◆ **Objective**
Please rewrite every line from the one containing "[mark] brick pavement" down to the end of the material, shifting each coordinate by adding 39 to both of its numbers and leaving all other lines unchanged.
• • • •
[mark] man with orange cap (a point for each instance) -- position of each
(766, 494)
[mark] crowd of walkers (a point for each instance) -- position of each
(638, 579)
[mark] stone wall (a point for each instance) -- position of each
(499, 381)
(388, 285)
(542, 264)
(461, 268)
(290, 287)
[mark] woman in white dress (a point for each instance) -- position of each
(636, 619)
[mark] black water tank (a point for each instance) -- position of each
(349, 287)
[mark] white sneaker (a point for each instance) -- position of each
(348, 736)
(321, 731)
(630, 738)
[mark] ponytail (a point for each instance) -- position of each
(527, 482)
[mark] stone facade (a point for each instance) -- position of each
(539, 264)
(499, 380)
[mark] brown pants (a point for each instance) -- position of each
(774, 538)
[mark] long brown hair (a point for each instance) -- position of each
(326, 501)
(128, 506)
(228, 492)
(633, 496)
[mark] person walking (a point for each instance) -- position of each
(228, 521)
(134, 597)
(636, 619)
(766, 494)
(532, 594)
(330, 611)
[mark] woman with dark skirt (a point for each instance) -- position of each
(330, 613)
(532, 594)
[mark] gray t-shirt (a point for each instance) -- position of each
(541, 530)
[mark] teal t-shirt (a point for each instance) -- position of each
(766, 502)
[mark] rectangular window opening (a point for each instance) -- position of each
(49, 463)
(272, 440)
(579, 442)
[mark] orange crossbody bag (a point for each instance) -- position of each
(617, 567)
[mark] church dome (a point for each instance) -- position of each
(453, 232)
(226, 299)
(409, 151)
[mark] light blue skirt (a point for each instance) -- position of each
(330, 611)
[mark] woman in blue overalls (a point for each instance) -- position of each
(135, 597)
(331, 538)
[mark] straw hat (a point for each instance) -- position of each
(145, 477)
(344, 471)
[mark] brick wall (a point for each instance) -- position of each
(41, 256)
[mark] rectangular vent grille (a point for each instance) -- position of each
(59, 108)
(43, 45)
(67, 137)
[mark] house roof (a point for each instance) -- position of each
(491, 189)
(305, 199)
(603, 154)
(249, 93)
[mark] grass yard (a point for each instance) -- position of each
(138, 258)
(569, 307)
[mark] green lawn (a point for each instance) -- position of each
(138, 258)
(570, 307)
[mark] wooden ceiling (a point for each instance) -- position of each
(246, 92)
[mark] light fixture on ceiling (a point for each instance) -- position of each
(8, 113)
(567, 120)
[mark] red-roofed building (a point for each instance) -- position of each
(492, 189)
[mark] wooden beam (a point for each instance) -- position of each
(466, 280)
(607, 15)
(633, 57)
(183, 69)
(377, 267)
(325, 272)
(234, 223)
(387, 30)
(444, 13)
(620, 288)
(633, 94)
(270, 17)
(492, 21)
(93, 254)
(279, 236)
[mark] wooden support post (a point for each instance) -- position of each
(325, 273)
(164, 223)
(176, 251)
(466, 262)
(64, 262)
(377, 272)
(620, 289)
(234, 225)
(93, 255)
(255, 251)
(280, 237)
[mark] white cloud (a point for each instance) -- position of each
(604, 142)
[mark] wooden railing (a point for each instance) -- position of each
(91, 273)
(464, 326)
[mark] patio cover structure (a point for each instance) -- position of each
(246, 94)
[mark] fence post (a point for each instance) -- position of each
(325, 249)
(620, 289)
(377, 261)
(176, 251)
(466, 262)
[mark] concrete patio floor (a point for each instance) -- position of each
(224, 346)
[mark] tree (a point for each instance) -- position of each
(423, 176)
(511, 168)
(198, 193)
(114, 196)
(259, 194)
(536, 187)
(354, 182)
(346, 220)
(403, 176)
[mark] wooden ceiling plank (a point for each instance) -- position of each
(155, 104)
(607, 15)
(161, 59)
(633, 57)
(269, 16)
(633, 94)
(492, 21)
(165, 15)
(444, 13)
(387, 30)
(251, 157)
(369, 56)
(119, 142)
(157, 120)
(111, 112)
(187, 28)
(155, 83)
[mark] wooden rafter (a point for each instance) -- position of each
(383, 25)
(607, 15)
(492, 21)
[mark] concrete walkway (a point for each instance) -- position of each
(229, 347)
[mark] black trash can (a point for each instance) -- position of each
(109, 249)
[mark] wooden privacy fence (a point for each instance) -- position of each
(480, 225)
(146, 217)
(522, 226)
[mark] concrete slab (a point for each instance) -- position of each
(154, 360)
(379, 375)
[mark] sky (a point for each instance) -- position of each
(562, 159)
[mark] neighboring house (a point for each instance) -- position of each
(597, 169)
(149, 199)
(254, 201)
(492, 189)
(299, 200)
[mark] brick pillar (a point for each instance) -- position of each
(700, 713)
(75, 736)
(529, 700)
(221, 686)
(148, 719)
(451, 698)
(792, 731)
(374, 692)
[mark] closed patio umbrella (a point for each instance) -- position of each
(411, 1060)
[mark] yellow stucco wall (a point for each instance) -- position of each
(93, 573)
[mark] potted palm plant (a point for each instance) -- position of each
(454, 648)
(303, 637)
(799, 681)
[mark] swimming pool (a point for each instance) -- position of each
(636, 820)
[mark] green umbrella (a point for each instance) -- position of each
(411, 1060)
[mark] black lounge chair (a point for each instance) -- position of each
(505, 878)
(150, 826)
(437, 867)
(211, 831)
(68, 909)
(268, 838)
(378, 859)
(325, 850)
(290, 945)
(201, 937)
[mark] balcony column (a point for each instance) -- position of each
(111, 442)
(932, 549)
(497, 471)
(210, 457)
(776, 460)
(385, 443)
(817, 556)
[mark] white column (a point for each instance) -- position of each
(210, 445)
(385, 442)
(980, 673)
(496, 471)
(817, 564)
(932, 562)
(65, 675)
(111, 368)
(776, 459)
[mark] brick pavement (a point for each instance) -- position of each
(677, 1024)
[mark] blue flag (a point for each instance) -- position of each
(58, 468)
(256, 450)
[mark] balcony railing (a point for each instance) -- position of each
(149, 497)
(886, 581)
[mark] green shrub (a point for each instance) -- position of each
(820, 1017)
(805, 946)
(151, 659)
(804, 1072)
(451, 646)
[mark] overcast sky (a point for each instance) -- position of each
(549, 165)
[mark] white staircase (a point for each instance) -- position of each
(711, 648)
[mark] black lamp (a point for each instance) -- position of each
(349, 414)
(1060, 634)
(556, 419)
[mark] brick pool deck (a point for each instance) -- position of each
• • • •
◆ **Written response**
[mark] brick pavement (a point for each instance) -- position of each
(716, 1063)
[mark] blue flag (a point for each instance) -- position of each
(97, 507)
(295, 489)
[mark] balcony railing (a point for each instance) -- position of each
(188, 536)
(925, 620)
[mark] green shrub (a point for each instance) -- position of each
(859, 1056)
(844, 985)
(190, 698)
(843, 1111)
(490, 685)
[mark] overcast sky (a point for each instance) -- position of each
(588, 204)
[mark] white staircase (a point for each instance) -- position of each
(750, 687)
[mark] black lamp (a point for each instance) -- position of each
(388, 453)
(1099, 673)
(595, 458)
[mark] brick pool deck (a point for each instance) -- position of each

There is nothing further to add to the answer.